DATASET ENTRIES –
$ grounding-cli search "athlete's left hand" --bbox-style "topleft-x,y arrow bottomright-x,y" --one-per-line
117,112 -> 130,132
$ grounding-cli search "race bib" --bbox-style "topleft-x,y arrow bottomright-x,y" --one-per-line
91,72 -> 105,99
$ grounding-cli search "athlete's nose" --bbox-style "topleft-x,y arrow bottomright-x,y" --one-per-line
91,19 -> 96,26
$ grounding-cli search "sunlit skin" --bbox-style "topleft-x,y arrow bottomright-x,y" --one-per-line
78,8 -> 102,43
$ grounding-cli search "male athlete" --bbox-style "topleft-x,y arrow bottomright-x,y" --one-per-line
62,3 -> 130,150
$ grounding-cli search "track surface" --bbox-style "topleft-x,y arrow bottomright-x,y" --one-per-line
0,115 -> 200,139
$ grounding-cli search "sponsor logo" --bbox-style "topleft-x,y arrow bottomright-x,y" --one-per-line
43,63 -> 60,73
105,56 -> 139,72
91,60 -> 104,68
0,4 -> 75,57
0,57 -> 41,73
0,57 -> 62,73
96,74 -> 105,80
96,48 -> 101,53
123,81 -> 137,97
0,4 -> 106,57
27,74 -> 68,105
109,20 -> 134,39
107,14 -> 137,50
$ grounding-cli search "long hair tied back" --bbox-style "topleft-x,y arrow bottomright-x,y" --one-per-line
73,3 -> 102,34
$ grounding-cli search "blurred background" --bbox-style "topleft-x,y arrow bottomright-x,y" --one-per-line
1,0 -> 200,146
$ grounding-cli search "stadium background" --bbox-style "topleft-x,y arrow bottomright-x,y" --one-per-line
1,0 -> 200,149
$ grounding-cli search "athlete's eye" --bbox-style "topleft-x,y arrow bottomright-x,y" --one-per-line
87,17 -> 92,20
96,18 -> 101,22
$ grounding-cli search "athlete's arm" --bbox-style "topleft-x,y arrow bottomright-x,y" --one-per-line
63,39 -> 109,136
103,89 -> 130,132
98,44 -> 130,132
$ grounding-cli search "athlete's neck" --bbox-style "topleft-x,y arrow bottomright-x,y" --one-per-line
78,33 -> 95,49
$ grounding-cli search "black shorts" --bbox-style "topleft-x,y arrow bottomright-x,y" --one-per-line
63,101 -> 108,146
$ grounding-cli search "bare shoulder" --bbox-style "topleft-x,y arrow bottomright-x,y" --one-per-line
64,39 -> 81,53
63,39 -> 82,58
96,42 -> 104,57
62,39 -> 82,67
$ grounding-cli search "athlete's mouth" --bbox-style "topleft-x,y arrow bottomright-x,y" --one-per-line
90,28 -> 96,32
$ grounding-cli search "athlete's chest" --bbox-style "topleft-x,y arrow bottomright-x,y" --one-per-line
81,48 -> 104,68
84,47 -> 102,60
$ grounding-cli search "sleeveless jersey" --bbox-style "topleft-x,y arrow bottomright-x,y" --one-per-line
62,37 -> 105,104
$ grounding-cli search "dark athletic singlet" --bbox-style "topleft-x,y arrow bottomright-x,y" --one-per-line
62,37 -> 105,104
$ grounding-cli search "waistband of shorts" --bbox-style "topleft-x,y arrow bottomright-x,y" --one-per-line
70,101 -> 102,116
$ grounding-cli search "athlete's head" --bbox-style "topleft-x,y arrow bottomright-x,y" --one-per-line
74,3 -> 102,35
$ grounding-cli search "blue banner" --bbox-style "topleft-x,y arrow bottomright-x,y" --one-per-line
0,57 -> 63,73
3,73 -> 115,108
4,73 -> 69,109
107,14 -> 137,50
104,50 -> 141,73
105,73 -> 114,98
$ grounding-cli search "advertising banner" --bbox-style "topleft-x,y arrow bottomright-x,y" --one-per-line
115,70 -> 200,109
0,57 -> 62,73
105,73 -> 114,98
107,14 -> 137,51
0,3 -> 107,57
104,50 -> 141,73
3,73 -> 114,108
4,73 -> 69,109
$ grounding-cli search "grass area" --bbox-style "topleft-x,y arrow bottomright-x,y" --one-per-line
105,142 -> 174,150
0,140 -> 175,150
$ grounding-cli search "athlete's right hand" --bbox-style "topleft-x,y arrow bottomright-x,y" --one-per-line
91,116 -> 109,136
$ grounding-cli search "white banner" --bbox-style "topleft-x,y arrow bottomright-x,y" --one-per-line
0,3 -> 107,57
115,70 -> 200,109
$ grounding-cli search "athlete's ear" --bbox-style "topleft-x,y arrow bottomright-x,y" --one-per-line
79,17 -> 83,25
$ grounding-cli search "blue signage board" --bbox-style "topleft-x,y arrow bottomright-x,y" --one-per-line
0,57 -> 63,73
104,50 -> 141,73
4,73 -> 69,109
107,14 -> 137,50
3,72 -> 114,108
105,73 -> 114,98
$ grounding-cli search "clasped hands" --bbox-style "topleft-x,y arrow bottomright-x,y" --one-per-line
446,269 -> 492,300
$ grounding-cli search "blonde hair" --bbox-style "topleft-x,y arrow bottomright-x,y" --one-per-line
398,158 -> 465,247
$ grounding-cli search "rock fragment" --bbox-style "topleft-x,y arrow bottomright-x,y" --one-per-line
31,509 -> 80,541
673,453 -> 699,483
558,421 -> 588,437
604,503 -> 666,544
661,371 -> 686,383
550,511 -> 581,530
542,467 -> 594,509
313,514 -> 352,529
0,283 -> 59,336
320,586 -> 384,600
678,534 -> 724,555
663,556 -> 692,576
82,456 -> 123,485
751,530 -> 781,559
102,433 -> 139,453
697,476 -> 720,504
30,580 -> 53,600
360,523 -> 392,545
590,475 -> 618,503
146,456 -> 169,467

WHAT YOU SHOULD DO –
From the first line to the last, copy the records without alteration.

EXERCISE SOLUTION –
$ grounding-cli search "athlete's left hand" --bbox-style "topleft-x,y arrow bottomright-x,y" --one-per-line
117,112 -> 130,132
$ grounding-cli search "race bib" --bbox-style "topleft-x,y arrow bottomright-x,y" --one-per-line
91,72 -> 105,99
$ grounding-cli search "athlete's nose" --bbox-style "topleft-x,y arrow bottomright-x,y" --one-per-line
91,19 -> 96,26
$ grounding-cli search "sunlit skin" --bbox-style "topleft-x,y arrow bottomright-x,y" --one-per-line
78,8 -> 102,43
$ grounding-cli search "male athlete" --bbox-style "topleft-x,y arrow bottomright-x,y" --one-per-line
62,3 -> 130,150
$ grounding-cli search "track surface" --bbox-style "topleft-x,y arrow bottomright-x,y" --one-per-line
0,115 -> 200,139
$ grounding-cli search "sponsor logo" --bbox-style "topleft-x,y arrow bottomright-x,y" --one-per-line
43,63 -> 60,73
105,56 -> 139,72
91,60 -> 104,68
0,4 -> 75,57
0,57 -> 41,73
0,57 -> 62,73
96,74 -> 105,80
96,48 -> 101,53
123,81 -> 137,97
0,4 -> 106,57
27,74 -> 68,105
109,20 -> 134,39
107,14 -> 137,50
$ grounding-cli search "long hair tied back" --bbox-style "topleft-x,y arrow bottomright-x,y" --one-per-line
73,3 -> 102,34
$ grounding-cli search "blurred background" --bbox-style "topleft-x,y arrow bottomright-x,y" --one-per-line
1,0 -> 200,146
$ grounding-cli search "stadium background" --bbox-style "topleft-x,y arrow bottomright-x,y" --one-per-line
1,0 -> 200,149
$ grounding-cli search "athlete's eye" --bbox-style "topleft-x,y arrow bottomright-x,y" --one-per-line
87,17 -> 92,20
96,18 -> 101,22
$ grounding-cli search "athlete's arm" --bbox-style "topleft-x,y arrow bottomright-x,y" --one-per-line
63,39 -> 109,136
103,89 -> 130,132
98,44 -> 130,132
$ grounding-cli search "athlete's neck" --bbox-style "topleft-x,y arrow bottomright-x,y" --one-per-line
78,33 -> 95,49
$ grounding-cli search "black shorts" --bbox-style "topleft-x,y arrow bottomright-x,y" --one-per-line
63,101 -> 108,146
$ grounding-cli search "bare shoulder" --bbox-style "topleft-x,y arrow bottomright-x,y" --one-per-line
64,39 -> 81,53
63,39 -> 82,58
96,42 -> 104,57
62,39 -> 82,67
$ grounding-cli search "athlete's mouth" --bbox-style "topleft-x,y arrow bottomright-x,y" --one-per-line
90,28 -> 96,32
$ grounding-cli search "athlete's chest" --bbox-style "topleft-x,y arrow bottomright-x,y" --one-per-line
81,48 -> 104,68
84,47 -> 102,60
$ grounding-cli search "sleeveless jersey" --bbox-style "topleft-x,y arrow bottomright-x,y" --one-per-line
62,37 -> 105,104
$ grounding-cli search "dark athletic singlet" --bbox-style "topleft-x,y arrow bottomright-x,y" --one-per-line
62,37 -> 105,104
$ grounding-cli search "waistband of shorts" --bbox-style "topleft-x,y arrow bottomright-x,y" --one-per-line
70,101 -> 102,116
$ grounding-cli search "athlete's head" --bbox-style "topleft-x,y arrow bottomright-x,y" --one-per-line
74,3 -> 102,35
$ grounding-cli search "blue banner" --bbox-style "topleft-x,y arrow bottomright-x,y" --one-per-line
0,57 -> 63,73
3,73 -> 115,108
4,73 -> 69,109
107,14 -> 137,50
104,50 -> 141,73
105,73 -> 114,98
$ grounding-cli search "advertising banner" --bbox-style "topleft-x,y arrow bottomright-x,y" --one-per-line
115,70 -> 200,109
0,57 -> 62,73
105,73 -> 114,98
107,14 -> 137,51
0,3 -> 107,57
104,50 -> 141,73
3,73 -> 114,108
4,73 -> 69,109
$ grounding-cli search "grass area" --bbox-style "topleft-x,y arrow bottomright-x,y" --one-per-line
105,142 -> 174,150
0,140 -> 175,150
$ grounding-cli search "athlete's right hand" --bbox-style "topleft-x,y arrow bottomright-x,y" --one-per-line
91,116 -> 109,136
$ grounding-cli search "white banner" --bbox-style "topleft-x,y arrow bottomright-x,y" --one-per-line
0,3 -> 107,57
115,70 -> 200,109
$ grounding-cli search "athlete's ear" --bbox-style "topleft-x,y arrow bottomright-x,y" --one-per-line
79,17 -> 83,25
$ grounding-cli search "blue signage board" --bbox-style "topleft-x,y arrow bottomright-x,y" --one-per-line
0,57 -> 63,73
104,50 -> 141,73
4,73 -> 69,109
107,14 -> 137,50
3,72 -> 114,108
105,73 -> 114,98
$ grounding-cli search "clasped hands" --bbox-style "topleft-x,y arrow bottomright-x,y" --one-per-line
446,269 -> 492,300
$ grounding-cli search "blonde hair" --bbox-style "topleft-x,y arrow bottomright-x,y" --one-per-line
398,158 -> 465,247
$ grounding-cli search "rock fragment" --bbox-style "topleft-x,y arrow bottomright-x,y" --one-per-line
31,509 -> 80,541
673,453 -> 699,483
558,421 -> 588,437
604,503 -> 666,544
661,371 -> 686,383
550,511 -> 581,530
542,467 -> 594,509
313,514 -> 352,529
0,283 -> 59,336
320,586 -> 384,600
678,534 -> 724,555
663,556 -> 692,576
82,456 -> 123,485
751,530 -> 781,559
102,433 -> 139,453
697,476 -> 720,504
30,580 -> 53,600
360,523 -> 392,545
590,475 -> 618,503
146,456 -> 169,467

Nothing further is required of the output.